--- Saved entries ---

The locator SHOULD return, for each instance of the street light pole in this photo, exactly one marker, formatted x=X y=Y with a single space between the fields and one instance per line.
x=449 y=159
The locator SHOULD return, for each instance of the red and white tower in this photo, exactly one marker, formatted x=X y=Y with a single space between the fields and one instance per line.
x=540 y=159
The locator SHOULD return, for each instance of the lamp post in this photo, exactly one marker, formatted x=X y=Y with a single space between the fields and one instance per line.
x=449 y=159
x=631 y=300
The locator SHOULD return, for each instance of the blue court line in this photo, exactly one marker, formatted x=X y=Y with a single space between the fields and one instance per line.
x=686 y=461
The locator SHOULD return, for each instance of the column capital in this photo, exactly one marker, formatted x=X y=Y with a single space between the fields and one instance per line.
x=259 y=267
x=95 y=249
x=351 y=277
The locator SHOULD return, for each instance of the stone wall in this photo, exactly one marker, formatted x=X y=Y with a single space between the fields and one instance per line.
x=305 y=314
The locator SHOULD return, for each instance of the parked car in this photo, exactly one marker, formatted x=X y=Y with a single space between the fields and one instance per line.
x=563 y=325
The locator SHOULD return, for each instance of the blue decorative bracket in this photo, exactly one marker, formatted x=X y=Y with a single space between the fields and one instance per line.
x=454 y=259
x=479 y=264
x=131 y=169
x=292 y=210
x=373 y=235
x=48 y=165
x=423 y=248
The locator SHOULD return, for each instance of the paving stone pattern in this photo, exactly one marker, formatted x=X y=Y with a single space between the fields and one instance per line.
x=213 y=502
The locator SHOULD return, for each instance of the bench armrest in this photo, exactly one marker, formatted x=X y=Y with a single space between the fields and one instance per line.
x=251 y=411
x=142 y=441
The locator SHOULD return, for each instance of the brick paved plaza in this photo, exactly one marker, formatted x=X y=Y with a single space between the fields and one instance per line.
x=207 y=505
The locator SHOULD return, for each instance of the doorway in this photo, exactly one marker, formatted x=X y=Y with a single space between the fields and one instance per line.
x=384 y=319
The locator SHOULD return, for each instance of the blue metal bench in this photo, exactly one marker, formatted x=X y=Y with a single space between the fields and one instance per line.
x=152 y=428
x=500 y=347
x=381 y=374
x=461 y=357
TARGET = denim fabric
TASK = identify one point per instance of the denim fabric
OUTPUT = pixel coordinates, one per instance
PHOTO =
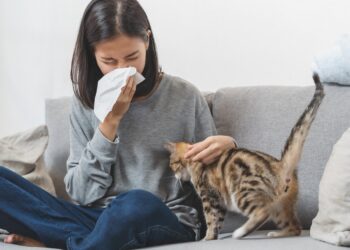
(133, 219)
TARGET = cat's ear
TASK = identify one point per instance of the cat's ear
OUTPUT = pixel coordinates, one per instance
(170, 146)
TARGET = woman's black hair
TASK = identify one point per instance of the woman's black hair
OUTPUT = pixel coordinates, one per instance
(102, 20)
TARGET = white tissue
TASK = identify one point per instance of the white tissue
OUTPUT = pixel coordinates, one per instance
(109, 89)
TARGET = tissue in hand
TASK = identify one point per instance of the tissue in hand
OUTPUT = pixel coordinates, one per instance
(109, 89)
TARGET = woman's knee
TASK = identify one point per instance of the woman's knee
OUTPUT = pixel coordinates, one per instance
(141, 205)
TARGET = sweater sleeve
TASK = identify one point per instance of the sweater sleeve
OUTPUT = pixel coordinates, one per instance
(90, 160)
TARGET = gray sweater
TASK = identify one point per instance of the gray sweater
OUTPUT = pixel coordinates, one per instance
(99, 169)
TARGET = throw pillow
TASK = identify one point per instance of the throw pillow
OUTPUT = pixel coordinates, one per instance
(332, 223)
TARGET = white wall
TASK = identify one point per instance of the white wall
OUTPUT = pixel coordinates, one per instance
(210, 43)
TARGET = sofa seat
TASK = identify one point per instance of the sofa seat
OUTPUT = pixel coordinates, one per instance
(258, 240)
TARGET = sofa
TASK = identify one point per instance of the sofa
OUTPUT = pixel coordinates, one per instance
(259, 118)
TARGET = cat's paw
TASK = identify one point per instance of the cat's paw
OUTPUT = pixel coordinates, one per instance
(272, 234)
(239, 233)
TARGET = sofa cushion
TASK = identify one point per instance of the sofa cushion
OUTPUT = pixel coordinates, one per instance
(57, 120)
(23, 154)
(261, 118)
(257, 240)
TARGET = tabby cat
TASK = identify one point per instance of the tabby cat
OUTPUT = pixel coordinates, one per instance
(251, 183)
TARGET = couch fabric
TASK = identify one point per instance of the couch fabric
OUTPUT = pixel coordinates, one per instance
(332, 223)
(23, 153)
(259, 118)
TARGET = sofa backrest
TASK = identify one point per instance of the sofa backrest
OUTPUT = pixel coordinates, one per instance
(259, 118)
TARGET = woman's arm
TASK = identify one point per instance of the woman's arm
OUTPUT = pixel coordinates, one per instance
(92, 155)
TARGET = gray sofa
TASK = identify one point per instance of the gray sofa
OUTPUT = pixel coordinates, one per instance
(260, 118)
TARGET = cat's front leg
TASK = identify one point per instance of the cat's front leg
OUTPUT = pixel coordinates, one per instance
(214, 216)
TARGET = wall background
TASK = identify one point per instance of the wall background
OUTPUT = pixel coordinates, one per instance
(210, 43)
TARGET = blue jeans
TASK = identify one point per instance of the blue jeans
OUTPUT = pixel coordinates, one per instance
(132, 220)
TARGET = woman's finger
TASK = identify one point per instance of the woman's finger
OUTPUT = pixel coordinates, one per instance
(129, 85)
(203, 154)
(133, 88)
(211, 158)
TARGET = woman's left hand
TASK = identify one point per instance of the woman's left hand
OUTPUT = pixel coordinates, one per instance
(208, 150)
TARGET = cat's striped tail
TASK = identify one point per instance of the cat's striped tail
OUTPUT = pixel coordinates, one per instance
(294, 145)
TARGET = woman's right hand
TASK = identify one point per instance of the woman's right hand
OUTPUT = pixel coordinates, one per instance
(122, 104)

--- EXERCISE DESCRIPTION ---
Output each record above exactly; omit the images.

--- RESPONSE AREA ---
The locator SHOULD return, for each instance of the street light pole in this photo, exactly one marker, formatted x=X y=Y with a single space between the fields and one instance per line.
x=449 y=159
The locator SHOULD return, for each instance of the red and white tower in this photo, exactly one marker, formatted x=X y=Y with a single space between the fields and one instance per line.
x=540 y=159
The locator SHOULD return, for each instance of the lamp post in this photo, exactly one marker, formatted x=X y=Y with a single space between the fields and one instance per line.
x=449 y=159
x=631 y=300
The locator SHOULD return, for each instance of the blue court line in this photo, exactly one marker, formatted x=X y=Y with a single space between the fields and one instance per line.
x=686 y=461
The locator SHOULD return, for each instance of the column capital in this photo, exactly one marker, formatted x=X y=Y with a single space between the fields and one instance per line.
x=259 y=267
x=95 y=249
x=351 y=277
The locator SHOULD return, for each instance of the stone wall in this photo, exactly one marker, formatted x=X y=Y with a single space between the fields and one instance per line.
x=305 y=314
The locator SHOULD return, for each instance of the parked car in this photo, exactly one marker, formatted x=X y=Y with a single space between the fields and one instance per line.
x=563 y=325
The locator SHOULD return, for each instance of the blue decorative bracket in this photo, exactly one marker, formatted x=X y=Y with a single space between the fields and one instance per line.
x=454 y=259
x=479 y=264
x=131 y=169
x=292 y=210
x=373 y=235
x=48 y=165
x=423 y=248
The locator SHOULD return, for each instance of the paving stone pattern in this photo, exactly one marker, formatted x=X y=Y with a single space between the fields and one instance per line.
x=213 y=502
The locator SHOULD return, for each instance of the bench armrest in this photo, exactly one marker, formatted x=X y=Y with a single space between the fields and one instance per line.
x=251 y=411
x=142 y=441
The locator SHOULD return, for each instance of the brick paved plaza in this photo, exactly one marker, formatted x=X y=Y with a single space between the fields and one instance per line.
x=207 y=505
The locator SHOULD return, for each instance of the doorway in this photo, exactly one marker, formatted x=X y=Y with a single space between the fields and one instance per line.
x=384 y=319
The locator SHOULD return, for each instance of the blue metal bench in this photo, exactly one marker, formatted x=X y=Y with a single space between the fields and one instance per line.
x=152 y=428
x=500 y=347
x=381 y=374
x=461 y=357
TARGET = denim fabric
TASK = identify one point per instance of the denim fabric
OUTPUT = pixel coordinates, one per instance
PHOTO =
(133, 219)
TARGET = cat's ear
TASK = identify one point per instance of the cat's ear
OUTPUT = pixel coordinates, one per instance
(170, 146)
TARGET = woman's black hair
TASK = identify one point per instance of the woman's black hair
OUTPUT = pixel coordinates, one per instance
(102, 20)
TARGET = white tissue
TASK = identify one point per instance of the white tissue
OUTPUT = pixel coordinates, one per instance
(109, 89)
TARGET = tissue in hand
TASK = identify one point per instance of the tissue in hand
OUTPUT = pixel coordinates, one per instance
(109, 89)
TARGET = woman's knee
TASK = identify one point per instance of the woman's knee
OUTPUT = pixel coordinates, one per instance
(141, 205)
TARGET = sweater sleeve
TASK = identify one point per instance of the sweater sleeve
OUTPUT = pixel coordinates, one per instance
(90, 160)
TARGET = gray sweater
TASK = identify one point per instance of the gray sweater
OUTPUT = pixel coordinates, one per instance
(99, 169)
TARGET = throw pillow
TASK = identify one point per instance of the throw pillow
OUTPUT = pixel coordinates, one per instance
(332, 223)
TARGET = white wall
TASK = identify one point per instance of the white wall
OUTPUT = pixel coordinates, one per instance
(210, 43)
TARGET = sofa seat
TASK = identify one point per instance of the sofa seat
OUTPUT = pixel coordinates, one per instance
(258, 240)
TARGET = sofa
TASK = identify one point per instance of the sofa
OUTPUT = pixel coordinates, one per instance
(259, 118)
TARGET = cat's paw
TASK = identify one point per instance of the cat's paw
OUTPUT = pixel coordinates, one per instance
(272, 234)
(239, 233)
TARGET = sofa cushion
TASK = identify one point per instance of the sofa cushion
OUTPUT = pixel coordinates, one per instance
(57, 120)
(23, 154)
(261, 118)
(257, 240)
TARGET = tabby cat
TASK = identify one point per instance of the tabby cat
OUTPUT = pixel coordinates, one per instance
(251, 183)
TARGET = couch fabric
TASK = identify one point per instance of the couch fabric
OUTPUT = pixel coordinates, one per instance
(332, 223)
(23, 153)
(259, 118)
TARGET = sofa backrest
TASK = identify one point per instance of the sofa backrest
OUTPUT = pixel coordinates, one per instance
(259, 118)
TARGET = woman's arm
TASK = identify one point per instance of the woman's arm
OUTPUT = pixel coordinates, one per instance
(92, 155)
TARGET = gray sofa
TASK = identify one point per instance of the gray sofa
OUTPUT = pixel coordinates, one per instance
(260, 118)
TARGET = cat's front leg
TASK = identify one point per instance of the cat's front leg
OUTPUT = pixel coordinates, one per instance
(214, 216)
TARGET = wall background
TASK = identify one point per instance of the wall background
OUTPUT = pixel coordinates, one per instance
(210, 43)
TARGET = blue jeans
TASK = identify one point per instance of the blue jeans
OUTPUT = pixel coordinates, one per instance
(132, 220)
TARGET = woman's finger
TASK = identify one point per instance of the woman's finger
OUTPUT = pixel coordinates, one per instance
(129, 85)
(203, 154)
(133, 88)
(211, 158)
TARGET = woman's left hand
TASK = identify one point per instance of the woman's left hand
OUTPUT = pixel coordinates, one per instance
(208, 150)
TARGET = cat's striped tail
TASK = identify one point per instance of the cat's striped tail
OUTPUT = pixel coordinates, one per instance
(294, 145)
TARGET = woman's right hand
TASK = identify one point per instance of the woman's right hand
OUTPUT = pixel coordinates, one per instance
(122, 104)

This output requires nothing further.